**HAZ ESTO**
Transcribe sin ningún cambio todas las líneas de abajo, desde la que contiene "the green foliage" hasta la última, incluidas ambas.

**LÍNEAS DE DATOS**
# # # #
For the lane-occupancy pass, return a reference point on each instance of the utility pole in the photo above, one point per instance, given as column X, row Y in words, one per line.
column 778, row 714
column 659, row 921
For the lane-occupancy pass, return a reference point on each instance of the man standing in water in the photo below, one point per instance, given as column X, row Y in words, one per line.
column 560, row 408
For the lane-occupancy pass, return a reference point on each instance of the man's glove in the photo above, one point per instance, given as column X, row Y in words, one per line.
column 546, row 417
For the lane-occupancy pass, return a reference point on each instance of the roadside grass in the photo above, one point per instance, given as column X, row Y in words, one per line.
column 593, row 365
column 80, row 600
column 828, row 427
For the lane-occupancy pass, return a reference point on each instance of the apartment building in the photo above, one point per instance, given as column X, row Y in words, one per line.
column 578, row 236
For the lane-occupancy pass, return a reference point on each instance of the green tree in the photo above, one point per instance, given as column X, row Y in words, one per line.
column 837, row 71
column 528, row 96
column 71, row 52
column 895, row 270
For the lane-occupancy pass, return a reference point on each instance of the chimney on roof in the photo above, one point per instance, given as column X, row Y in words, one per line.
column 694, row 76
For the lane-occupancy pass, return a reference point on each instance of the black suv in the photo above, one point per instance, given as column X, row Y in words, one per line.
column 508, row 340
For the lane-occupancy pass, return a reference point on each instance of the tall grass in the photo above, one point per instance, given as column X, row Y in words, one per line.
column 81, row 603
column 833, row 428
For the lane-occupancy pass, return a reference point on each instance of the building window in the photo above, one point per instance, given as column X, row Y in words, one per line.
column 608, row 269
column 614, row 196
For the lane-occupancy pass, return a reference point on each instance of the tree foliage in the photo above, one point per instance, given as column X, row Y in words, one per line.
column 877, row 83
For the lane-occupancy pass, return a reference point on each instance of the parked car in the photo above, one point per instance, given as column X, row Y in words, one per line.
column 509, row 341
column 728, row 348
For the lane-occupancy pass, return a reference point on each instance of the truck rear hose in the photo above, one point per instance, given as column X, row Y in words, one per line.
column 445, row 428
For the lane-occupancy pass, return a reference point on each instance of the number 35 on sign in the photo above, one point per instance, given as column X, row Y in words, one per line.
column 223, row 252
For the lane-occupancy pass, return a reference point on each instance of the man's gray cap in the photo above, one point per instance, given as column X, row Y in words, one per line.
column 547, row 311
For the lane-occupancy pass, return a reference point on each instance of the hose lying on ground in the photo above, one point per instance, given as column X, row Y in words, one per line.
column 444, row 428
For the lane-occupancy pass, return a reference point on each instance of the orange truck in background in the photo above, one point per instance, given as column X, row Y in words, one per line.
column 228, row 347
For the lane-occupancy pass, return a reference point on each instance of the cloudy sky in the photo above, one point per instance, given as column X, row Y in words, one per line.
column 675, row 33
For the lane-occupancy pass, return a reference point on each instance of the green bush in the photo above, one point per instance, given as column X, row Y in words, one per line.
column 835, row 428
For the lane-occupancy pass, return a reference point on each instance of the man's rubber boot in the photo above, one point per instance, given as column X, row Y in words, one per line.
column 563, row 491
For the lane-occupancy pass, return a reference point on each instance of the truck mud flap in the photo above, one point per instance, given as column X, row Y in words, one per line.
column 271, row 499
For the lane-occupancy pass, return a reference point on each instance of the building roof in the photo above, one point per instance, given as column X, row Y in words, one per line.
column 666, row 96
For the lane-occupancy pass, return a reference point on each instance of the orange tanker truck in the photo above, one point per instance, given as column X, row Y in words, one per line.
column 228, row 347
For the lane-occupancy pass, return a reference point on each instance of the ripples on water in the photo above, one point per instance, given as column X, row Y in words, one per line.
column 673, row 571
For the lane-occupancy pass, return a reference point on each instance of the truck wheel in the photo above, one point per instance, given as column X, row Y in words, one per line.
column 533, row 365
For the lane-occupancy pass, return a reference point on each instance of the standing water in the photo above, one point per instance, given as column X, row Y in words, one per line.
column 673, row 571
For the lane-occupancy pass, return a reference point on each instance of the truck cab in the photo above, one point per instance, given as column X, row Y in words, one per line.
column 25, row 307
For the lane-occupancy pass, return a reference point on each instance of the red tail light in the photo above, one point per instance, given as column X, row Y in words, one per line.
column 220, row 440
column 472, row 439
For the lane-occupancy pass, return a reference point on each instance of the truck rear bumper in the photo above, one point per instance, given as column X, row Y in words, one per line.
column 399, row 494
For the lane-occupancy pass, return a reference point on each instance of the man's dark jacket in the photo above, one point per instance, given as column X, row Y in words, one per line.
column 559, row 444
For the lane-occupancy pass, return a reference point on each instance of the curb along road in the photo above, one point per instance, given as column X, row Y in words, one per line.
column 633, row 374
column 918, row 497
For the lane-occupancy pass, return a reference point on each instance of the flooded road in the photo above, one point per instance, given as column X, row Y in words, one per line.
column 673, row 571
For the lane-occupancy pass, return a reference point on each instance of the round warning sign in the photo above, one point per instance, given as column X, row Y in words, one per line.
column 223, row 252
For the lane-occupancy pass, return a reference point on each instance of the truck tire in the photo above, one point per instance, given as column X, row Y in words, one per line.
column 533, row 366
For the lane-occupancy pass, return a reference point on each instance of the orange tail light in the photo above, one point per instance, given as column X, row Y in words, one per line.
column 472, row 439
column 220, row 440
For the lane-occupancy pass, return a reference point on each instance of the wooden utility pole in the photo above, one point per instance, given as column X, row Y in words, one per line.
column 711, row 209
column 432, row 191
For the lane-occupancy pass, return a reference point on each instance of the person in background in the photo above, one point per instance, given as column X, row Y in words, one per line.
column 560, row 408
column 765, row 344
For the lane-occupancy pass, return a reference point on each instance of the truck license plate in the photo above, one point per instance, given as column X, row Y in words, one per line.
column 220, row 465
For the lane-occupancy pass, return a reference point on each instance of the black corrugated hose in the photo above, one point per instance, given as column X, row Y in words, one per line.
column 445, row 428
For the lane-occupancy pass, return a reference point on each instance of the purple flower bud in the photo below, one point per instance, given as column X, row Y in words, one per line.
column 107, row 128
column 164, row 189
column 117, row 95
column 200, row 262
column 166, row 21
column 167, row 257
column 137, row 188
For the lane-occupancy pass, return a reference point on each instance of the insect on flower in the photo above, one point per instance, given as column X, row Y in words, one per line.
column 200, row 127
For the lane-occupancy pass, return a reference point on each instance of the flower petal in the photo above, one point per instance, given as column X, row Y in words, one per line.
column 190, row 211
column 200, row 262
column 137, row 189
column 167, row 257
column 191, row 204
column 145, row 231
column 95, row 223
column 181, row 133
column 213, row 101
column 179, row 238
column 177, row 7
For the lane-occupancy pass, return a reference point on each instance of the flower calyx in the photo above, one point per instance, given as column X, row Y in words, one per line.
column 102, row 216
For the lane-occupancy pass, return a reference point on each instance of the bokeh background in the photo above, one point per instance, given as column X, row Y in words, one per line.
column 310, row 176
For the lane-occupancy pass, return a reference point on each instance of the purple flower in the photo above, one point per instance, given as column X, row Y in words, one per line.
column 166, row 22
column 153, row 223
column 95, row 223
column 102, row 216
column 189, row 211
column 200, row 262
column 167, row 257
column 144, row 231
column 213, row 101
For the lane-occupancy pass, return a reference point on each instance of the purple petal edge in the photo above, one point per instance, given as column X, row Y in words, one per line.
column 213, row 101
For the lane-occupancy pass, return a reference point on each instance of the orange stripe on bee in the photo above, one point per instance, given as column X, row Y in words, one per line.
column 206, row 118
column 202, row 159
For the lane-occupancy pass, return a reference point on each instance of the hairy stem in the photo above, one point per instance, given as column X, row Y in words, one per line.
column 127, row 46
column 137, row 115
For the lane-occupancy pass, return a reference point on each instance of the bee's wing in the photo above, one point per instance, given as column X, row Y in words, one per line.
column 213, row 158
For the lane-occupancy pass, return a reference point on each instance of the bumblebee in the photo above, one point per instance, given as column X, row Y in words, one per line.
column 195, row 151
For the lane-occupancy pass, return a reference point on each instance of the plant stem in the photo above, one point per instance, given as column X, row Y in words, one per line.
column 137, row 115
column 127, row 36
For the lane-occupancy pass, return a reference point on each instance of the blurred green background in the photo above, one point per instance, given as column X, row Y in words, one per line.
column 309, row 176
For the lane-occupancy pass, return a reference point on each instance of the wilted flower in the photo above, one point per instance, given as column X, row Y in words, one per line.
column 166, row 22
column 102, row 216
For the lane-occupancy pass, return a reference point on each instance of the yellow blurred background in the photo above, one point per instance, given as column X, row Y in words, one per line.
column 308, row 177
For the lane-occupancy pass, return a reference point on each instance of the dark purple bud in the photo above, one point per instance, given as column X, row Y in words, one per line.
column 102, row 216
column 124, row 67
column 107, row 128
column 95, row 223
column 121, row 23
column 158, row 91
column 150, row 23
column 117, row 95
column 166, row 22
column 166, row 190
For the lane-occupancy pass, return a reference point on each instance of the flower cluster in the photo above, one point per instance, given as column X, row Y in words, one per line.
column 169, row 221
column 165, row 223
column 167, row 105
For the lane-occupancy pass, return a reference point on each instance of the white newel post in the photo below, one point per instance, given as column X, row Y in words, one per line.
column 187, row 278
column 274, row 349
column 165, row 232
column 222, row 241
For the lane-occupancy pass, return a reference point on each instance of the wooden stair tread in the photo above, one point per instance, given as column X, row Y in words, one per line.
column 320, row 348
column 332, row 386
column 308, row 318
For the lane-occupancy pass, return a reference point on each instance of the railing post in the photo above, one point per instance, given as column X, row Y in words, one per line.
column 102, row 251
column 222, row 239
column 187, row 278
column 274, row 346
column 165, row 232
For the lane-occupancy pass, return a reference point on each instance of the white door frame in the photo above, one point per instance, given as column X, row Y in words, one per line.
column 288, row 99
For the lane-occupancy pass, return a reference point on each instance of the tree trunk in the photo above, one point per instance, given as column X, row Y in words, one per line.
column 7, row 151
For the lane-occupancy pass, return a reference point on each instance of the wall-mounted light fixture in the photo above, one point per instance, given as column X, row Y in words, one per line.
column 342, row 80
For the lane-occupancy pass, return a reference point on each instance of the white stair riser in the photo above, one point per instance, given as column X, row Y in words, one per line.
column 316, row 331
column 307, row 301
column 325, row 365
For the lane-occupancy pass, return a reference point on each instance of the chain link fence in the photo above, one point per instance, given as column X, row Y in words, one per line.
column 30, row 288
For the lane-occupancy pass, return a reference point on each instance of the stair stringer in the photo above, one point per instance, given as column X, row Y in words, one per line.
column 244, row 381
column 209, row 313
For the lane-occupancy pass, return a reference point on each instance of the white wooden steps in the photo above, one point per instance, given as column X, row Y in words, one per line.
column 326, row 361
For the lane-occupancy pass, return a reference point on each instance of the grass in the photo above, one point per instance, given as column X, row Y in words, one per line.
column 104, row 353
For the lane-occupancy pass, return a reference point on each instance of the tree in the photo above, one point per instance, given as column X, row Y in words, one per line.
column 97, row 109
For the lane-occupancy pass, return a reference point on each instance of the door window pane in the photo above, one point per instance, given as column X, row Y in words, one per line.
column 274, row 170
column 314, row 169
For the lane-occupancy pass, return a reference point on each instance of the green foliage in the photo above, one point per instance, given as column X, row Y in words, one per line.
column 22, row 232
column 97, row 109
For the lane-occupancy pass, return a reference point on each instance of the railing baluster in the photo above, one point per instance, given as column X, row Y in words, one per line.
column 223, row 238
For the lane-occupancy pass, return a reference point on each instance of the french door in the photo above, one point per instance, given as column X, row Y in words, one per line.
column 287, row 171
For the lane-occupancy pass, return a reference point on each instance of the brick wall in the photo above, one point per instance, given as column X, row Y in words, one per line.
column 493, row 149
# # # #
**RESPUESTA CORRECTA**
For the lane-occupancy pass, return a reference point on each instance of the green foliage in the photo above, one point per instance, given as column X, row Y in words, one per line.
column 22, row 232
column 97, row 109
For the lane-occupancy pass, return a reference point on each instance of the railing baluster in the photo above, one point per instance, given as column X, row Y in words, one per line.
column 223, row 238
For the lane-occupancy pass, return a reference point on each instance of the french door in the photo above, one point per instance, given as column X, row Y in words, one per line.
column 287, row 171
For the lane-occupancy pass, return a reference point on each instance of the brick wall in the photo above, one point per instance, given as column X, row Y in words, one per line.
column 493, row 149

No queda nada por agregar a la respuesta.